◆ Given entries
************

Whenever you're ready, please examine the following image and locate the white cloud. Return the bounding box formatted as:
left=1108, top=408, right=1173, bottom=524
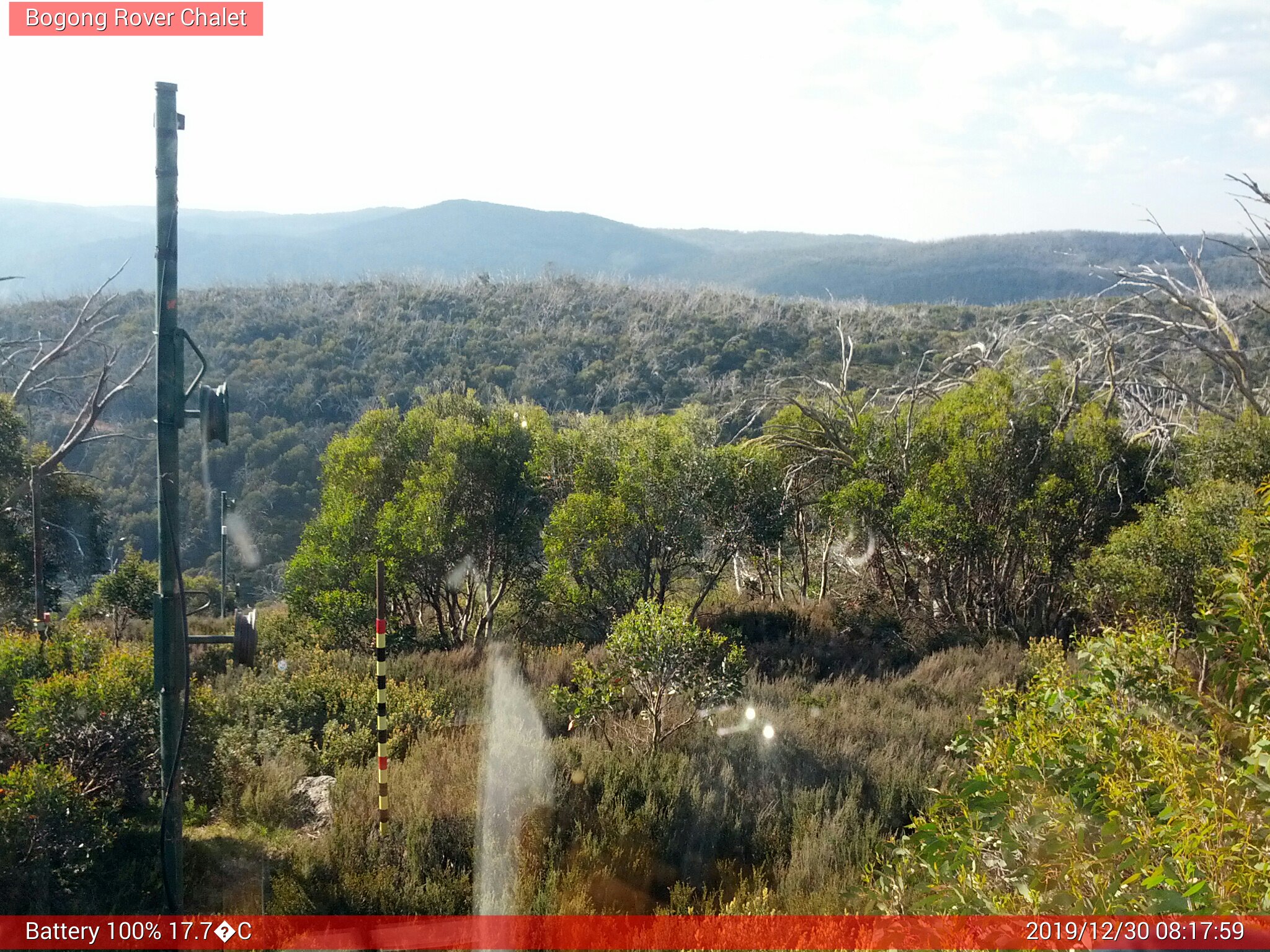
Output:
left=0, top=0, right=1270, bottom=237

************

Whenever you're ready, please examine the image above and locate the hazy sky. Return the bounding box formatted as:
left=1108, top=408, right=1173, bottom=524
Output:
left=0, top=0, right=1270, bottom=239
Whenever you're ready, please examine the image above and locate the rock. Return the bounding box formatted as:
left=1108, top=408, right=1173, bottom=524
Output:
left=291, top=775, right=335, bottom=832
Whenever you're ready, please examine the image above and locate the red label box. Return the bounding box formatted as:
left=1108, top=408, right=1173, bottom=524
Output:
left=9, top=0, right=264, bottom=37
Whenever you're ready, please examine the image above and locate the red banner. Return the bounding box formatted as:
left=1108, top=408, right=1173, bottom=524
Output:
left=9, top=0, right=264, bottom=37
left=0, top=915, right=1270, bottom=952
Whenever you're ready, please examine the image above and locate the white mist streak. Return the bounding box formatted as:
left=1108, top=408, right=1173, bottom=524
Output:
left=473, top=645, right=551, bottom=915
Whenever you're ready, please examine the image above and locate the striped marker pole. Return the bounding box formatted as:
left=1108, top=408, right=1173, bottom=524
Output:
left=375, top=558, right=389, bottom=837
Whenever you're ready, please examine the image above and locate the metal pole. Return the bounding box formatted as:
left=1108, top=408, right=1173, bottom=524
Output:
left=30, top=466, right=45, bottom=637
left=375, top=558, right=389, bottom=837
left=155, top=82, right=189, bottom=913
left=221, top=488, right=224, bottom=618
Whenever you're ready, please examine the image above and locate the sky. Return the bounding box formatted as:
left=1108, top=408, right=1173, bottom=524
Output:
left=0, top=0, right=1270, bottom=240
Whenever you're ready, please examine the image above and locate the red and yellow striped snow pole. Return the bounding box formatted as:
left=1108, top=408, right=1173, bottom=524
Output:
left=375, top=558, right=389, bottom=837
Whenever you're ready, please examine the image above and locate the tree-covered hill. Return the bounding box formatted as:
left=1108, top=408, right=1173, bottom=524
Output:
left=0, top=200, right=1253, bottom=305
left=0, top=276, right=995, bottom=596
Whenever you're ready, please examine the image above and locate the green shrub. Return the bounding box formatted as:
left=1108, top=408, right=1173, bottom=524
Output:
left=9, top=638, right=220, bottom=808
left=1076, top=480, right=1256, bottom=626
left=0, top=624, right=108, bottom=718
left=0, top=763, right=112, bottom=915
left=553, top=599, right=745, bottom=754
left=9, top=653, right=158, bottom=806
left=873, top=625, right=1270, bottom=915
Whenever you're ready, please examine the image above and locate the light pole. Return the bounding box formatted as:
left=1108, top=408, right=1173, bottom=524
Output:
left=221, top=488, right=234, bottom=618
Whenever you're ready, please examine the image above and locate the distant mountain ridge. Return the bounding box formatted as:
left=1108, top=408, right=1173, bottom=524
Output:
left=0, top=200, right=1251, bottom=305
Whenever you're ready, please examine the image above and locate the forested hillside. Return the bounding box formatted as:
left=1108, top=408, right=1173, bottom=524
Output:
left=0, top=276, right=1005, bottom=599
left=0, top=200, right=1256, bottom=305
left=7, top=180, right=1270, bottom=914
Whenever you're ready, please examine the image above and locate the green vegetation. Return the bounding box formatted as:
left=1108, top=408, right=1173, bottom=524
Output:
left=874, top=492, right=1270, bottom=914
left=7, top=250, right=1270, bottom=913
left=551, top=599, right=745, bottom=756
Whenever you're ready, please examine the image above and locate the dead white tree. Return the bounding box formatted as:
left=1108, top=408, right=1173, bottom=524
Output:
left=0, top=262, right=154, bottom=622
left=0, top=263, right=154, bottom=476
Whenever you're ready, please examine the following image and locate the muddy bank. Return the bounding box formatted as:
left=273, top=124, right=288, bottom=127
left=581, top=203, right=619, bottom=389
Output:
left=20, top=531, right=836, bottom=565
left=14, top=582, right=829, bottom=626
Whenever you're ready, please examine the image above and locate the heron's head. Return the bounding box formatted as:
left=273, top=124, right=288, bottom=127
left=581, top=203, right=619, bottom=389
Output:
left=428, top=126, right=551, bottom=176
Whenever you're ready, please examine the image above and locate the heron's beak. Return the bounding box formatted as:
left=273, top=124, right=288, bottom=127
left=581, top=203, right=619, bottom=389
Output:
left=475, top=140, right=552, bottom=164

************

◆ Task objective
Render the records from the line containing "the white cloud." through the line containing "left=0, top=0, right=1270, bottom=237" as a JSON list of strings, one string per line, omitting blank lines and the pictures.

◆ Output
[
  "Whenever you're ready, please examine the following image and locate the white cloud. Return the bounding box formatted as:",
  "left=1108, top=408, right=1173, bottom=524",
  "Output:",
  "left=0, top=0, right=1270, bottom=237"
]